**WHAT IS EXPECTED:** The records below are to be quoted in full; please keep every word exact.
□ □ □ □ □
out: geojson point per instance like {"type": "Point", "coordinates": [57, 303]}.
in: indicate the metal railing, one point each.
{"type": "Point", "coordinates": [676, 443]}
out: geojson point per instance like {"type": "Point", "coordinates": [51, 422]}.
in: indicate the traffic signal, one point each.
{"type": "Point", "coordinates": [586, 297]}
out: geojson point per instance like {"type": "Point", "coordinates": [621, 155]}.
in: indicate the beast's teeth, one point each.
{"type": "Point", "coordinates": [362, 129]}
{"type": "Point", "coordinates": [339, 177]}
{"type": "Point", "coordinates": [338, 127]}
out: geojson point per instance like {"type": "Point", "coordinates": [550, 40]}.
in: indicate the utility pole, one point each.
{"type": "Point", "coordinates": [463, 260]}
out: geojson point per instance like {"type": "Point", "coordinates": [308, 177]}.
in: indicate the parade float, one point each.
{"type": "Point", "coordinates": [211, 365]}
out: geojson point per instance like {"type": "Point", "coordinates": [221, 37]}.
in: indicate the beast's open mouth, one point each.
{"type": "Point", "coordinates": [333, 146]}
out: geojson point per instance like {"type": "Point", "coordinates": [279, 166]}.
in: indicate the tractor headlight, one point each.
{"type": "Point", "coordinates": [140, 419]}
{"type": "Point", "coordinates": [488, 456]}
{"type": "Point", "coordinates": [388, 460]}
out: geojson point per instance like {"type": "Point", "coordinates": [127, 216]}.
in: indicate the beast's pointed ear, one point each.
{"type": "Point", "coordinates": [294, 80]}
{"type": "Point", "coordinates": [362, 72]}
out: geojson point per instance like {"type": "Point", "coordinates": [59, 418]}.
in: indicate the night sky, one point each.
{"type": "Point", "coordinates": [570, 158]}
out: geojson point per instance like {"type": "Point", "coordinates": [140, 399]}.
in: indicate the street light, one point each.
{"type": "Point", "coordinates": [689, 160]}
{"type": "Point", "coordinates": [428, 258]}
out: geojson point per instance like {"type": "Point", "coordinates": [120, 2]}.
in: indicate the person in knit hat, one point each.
□ □ □ □ □
**RESULT OF THIS EXERCISE:**
out: geojson point per instance like {"type": "Point", "coordinates": [57, 303]}.
in: indicate the metal railing, one point each.
{"type": "Point", "coordinates": [676, 443]}
out: geojson point per instance like {"type": "Point", "coordinates": [51, 422]}.
in: indicate the traffic signal, one point each.
{"type": "Point", "coordinates": [586, 297]}
out: geojson point per instance like {"type": "Point", "coordinates": [621, 155]}.
in: indicate the beast's teeth, one point each.
{"type": "Point", "coordinates": [362, 129]}
{"type": "Point", "coordinates": [339, 177]}
{"type": "Point", "coordinates": [338, 127]}
out: geojson point per instance like {"type": "Point", "coordinates": [550, 40]}.
in: indicate the utility pole, one point each.
{"type": "Point", "coordinates": [463, 260]}
out: geojson point per instance like {"type": "Point", "coordinates": [308, 177]}.
in: indicate the parade float, one point each.
{"type": "Point", "coordinates": [211, 365]}
out: geojson point per instance like {"type": "Point", "coordinates": [221, 37]}.
in: indicate the beast's open mouth, one point each.
{"type": "Point", "coordinates": [333, 146]}
out: geojson point per instance like {"type": "Point", "coordinates": [279, 166]}.
in: indicate the tractor headlight, one point each.
{"type": "Point", "coordinates": [140, 419]}
{"type": "Point", "coordinates": [488, 456]}
{"type": "Point", "coordinates": [388, 460]}
out: geojson point per instance like {"type": "Point", "coordinates": [127, 216]}.
in: indicate the beast's pointed ear, one point each.
{"type": "Point", "coordinates": [294, 80]}
{"type": "Point", "coordinates": [362, 72]}
out: geojson point per instance like {"type": "Point", "coordinates": [59, 418]}.
in: indicate the night sky, one point each.
{"type": "Point", "coordinates": [570, 158]}
out: geojson point per instance like {"type": "Point", "coordinates": [140, 399]}.
in: indicate the street light, one point each.
{"type": "Point", "coordinates": [689, 160]}
{"type": "Point", "coordinates": [428, 258]}
out: geojson point per instance like {"type": "Point", "coordinates": [120, 2]}.
in: indicate the person in knit hat, one point each.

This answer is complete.